# [Written problem]
Reproduce every line of the listing below, requests included, scaling each coordinate in the answer points by 0.75 and rounding to whole numbers, with halves rounded up. Leave the numbers in the requests and in their format samples unchanged.

━━ The input

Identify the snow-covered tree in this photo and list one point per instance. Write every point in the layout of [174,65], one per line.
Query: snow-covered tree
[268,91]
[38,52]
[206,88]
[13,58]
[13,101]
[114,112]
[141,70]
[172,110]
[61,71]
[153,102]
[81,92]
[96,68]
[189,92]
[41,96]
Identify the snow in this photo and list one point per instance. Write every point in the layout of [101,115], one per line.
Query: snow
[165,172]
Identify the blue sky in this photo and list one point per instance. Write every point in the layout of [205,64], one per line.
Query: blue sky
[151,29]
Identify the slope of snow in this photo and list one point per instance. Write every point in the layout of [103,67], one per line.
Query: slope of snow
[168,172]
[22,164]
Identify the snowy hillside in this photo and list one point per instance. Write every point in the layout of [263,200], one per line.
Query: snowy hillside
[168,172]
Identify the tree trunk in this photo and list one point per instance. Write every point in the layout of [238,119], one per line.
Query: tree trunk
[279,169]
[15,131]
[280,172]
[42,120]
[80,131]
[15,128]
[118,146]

━━━━

# [Written response]
Identify the snow-covered tree in this photo and list one point per instance. Write every point in the layout of [174,65], one per line.
Query: snow-covered tree
[201,68]
[29,39]
[155,66]
[10,44]
[10,76]
[86,84]
[106,53]
[129,83]
[46,53]
[115,77]
[61,69]
[72,51]
[142,69]
[31,72]
Identify the snow in this photo and list one point per instance. Write every point in the layout of [101,115], one per line.
Query: snow
[124,129]
Identify the blue sky in this photo and list one point per instance. Write every point in the layout of [205,64], one per line.
Query: blue sky
[113,22]
Identify the slope of snow in this photo and list one point per instance. Write every point in the layout of [103,67], one per line.
Query: slope of snow
[126,129]
[17,123]
Identify the snowy hillside in this photo and list one point per instance. Write every point in the layout of [263,200], one per line.
Query: snowy hillside
[126,129]
Identify the tree trunk in this photo and list one point per instance. Write every point in the layout of [238,119], one per line.
Query: tree trunk
[209,127]
[11,98]
[210,129]
[32,90]
[60,98]
[11,96]
[89,110]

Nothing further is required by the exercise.